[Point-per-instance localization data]

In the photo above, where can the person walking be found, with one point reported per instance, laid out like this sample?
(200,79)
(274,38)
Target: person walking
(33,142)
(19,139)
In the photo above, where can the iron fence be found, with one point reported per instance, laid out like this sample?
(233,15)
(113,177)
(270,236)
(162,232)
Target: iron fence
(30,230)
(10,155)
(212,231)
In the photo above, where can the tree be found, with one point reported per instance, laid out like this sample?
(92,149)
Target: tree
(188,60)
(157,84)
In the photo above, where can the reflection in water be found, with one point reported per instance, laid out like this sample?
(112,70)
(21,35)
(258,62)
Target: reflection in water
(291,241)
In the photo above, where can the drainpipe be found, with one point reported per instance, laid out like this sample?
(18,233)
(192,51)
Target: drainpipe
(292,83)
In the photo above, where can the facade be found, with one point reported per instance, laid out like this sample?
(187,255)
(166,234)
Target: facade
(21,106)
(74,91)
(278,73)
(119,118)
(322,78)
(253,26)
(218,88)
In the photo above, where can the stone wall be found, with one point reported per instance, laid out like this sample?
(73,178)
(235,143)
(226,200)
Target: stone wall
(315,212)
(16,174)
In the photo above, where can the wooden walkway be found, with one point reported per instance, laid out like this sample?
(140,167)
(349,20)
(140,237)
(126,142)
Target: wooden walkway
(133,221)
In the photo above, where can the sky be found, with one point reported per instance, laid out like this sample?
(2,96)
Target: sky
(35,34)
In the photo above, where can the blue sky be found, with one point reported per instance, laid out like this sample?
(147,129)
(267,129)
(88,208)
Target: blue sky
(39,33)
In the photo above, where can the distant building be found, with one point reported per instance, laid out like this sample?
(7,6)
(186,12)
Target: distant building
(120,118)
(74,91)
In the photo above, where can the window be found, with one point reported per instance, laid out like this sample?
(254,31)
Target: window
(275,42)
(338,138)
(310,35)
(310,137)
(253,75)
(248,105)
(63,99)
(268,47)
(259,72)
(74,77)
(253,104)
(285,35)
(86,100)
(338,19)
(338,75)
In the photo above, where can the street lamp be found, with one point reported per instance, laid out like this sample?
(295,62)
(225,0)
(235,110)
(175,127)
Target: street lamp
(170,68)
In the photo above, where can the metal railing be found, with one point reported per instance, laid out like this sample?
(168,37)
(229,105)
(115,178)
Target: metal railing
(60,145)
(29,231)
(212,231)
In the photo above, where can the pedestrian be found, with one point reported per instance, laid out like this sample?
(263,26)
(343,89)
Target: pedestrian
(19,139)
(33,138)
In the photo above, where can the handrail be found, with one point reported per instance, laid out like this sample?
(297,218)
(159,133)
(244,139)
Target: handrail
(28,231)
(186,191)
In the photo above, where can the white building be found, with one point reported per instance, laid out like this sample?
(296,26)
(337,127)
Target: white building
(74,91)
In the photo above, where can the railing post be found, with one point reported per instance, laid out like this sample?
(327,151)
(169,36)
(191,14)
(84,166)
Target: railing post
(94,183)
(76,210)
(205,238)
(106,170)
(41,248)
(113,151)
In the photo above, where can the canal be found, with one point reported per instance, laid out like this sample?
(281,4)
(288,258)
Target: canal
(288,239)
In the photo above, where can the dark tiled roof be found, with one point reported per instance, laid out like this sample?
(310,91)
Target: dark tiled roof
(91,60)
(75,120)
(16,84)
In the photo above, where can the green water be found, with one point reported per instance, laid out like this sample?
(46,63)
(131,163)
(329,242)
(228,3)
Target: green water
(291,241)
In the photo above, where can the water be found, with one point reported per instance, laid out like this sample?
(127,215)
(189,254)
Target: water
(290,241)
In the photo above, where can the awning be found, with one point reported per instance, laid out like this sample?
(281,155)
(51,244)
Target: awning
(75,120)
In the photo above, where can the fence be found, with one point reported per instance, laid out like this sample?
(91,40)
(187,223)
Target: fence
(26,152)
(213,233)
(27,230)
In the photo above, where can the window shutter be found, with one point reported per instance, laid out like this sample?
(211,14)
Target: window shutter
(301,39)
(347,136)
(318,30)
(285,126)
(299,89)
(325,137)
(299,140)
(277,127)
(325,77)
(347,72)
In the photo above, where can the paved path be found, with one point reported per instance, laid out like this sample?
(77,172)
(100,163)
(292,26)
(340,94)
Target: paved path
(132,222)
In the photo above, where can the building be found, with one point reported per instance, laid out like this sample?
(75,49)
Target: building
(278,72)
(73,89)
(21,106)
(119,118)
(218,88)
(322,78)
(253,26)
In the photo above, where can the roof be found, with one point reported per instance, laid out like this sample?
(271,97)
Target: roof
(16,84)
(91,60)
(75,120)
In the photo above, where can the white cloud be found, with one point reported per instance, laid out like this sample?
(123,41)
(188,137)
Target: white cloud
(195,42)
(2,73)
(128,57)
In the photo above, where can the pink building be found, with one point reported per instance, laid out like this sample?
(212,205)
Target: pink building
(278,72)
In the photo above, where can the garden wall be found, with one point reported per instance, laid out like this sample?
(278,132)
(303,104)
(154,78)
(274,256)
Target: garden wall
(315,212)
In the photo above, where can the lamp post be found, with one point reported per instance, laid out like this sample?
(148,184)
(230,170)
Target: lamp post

Work to be completed =>
Please output all of the entries without changing a single character.

Task response =>
In the photo above, where can the person walking be found, with one point reported per instance, laid out like this sample?
(200,79)
(274,38)
Target: person walking
(33,142)
(19,139)
In the photo above, where can the iron fence be found, with one point reported per instance, laid out like this sample?
(233,15)
(113,177)
(270,236)
(162,232)
Target: iron fence
(30,230)
(10,155)
(212,231)
In the photo above, where can the tree be found, with one point reported per instance, laid out like this sample?
(92,149)
Target: tree
(188,60)
(157,84)
In the photo above, where can the reflection in water be found, with one point reported per instance, laid out like this sample?
(112,70)
(21,35)
(258,62)
Target: reflection in water
(291,241)
In the photo above, where can the drainpipe be found, with one point reported per instance, laid out like this sample?
(18,233)
(192,51)
Target: drainpipe
(292,83)
In the photo above, where can the facade be found, with one point reported per instance, laid out like this sample?
(187,255)
(166,234)
Target: facade
(21,106)
(74,91)
(278,73)
(119,118)
(322,78)
(253,26)
(218,88)
In the photo above, where can the stone wall be found, with one point reported per instance, laid out like this sample?
(73,178)
(235,143)
(226,200)
Target: stone wall
(315,212)
(16,174)
In the photo above, where can the wooden walkway be found, with one point reported per instance, laid out like this sample?
(140,167)
(349,20)
(140,237)
(126,142)
Target: wooden walkway
(133,221)
In the photo above, where can the sky be found, with one point reported per instance, laid out like this sample?
(2,96)
Target: sky
(35,34)
In the photo above, where can the blue sky be found, with one point reported per instance, laid out like this sample?
(147,129)
(267,129)
(88,208)
Target: blue sky
(39,33)
In the photo above, where can the distant building be found, with one point reported per instance, laid out like this sample?
(7,6)
(186,12)
Target: distant building
(120,118)
(74,91)
In the photo above, where can the window be found, with one point reported per instance, laid out like this sample?
(254,31)
Target: window
(275,42)
(338,138)
(310,35)
(310,137)
(253,75)
(248,105)
(63,99)
(268,47)
(259,72)
(74,77)
(253,104)
(285,35)
(86,100)
(338,19)
(338,75)
In the photo above, where can the street lamp be found, with one point reported per instance, laid out like this sample?
(295,62)
(225,0)
(235,110)
(175,127)
Target: street lamp
(170,68)
In the photo above, where can the metal railing be found, with one point reported per instance, laid out like this sample?
(168,37)
(229,105)
(115,178)
Target: metal railing
(60,145)
(29,231)
(212,231)
In the photo above, where can the pedestrian be found, with one point reported per instance, laid out like this sample?
(263,26)
(343,89)
Target: pedestrian
(19,139)
(33,138)
In the photo above, where can the handrail be found, with one point reported per instance, laid out like this sample?
(297,218)
(159,133)
(244,139)
Target: handrail
(28,231)
(186,191)
In the photo above, where can the white building be found, with one point reported per instance, laid out like this sample?
(296,26)
(337,127)
Target: white building
(74,91)
In the photo above, where can the railing post be found, with one point reported per instance, laid out like this sample?
(327,151)
(169,36)
(191,14)
(84,166)
Target: railing post
(94,183)
(76,210)
(205,238)
(106,170)
(41,248)
(113,151)
In the photo above, where can the canal be found, with one point reported per instance, laid out like this sample?
(281,4)
(288,258)
Target: canal
(288,239)
In the photo above, where can the dark tiled roof be found, with one point reported per instance, laid out like this sample?
(310,91)
Target: dark tiled roof
(91,60)
(75,120)
(16,84)
In the photo above, where can the green water be found, with one point reported per instance, laid out like this sample?
(46,63)
(131,163)
(329,242)
(228,3)
Target: green water
(291,241)
In the photo above, where can the water be found, with one point reported per instance, laid out like this sample?
(127,215)
(189,254)
Target: water
(290,241)
In the photo above, where can the awning be found, with one point reported per instance, laid out like this sample?
(281,155)
(51,244)
Target: awning
(75,120)
In the photo above, where can the fence be found, with one point reported per instance, laid out like this sample?
(91,40)
(187,223)
Target: fence
(26,152)
(213,233)
(27,230)
In the photo above, where can the window shutter be found, with one point reported per instance, laid out like this sample?
(211,14)
Target: window shutter
(301,39)
(347,136)
(318,30)
(285,126)
(299,89)
(325,137)
(299,140)
(277,127)
(325,77)
(347,72)
In the photo above, where can the paved path be found, with one point reported per instance, laid out like this sample?
(77,172)
(100,163)
(292,26)
(340,94)
Target: paved path
(132,222)
In the photo above, where can the building be found, with one point reported per instance, laid out like this sample?
(75,49)
Target: building
(278,72)
(73,89)
(21,106)
(119,118)
(218,88)
(322,78)
(253,26)
In the photo above, where can the roof be found, with one point reported per instance, laid out like this sample?
(271,97)
Target: roof
(16,84)
(91,60)
(75,120)
In the photo above, where can the white cloud be found, with one point reported per instance, laid out like this sample?
(123,41)
(188,137)
Target: white cloud
(195,42)
(2,73)
(128,57)
In the photo above, where can the pink building be found, with one point reported per instance, laid out like this sample?
(212,205)
Target: pink building
(278,72)
In the photo above, where can the garden wall be found, with one point reported per instance, laid out like this sample?
(278,132)
(303,104)
(154,78)
(274,256)
Target: garden wall
(315,212)
In the photo above, where can the lamp post be found, with one point reported per instance, laid out like this sample?
(148,184)
(230,170)
Target: lamp post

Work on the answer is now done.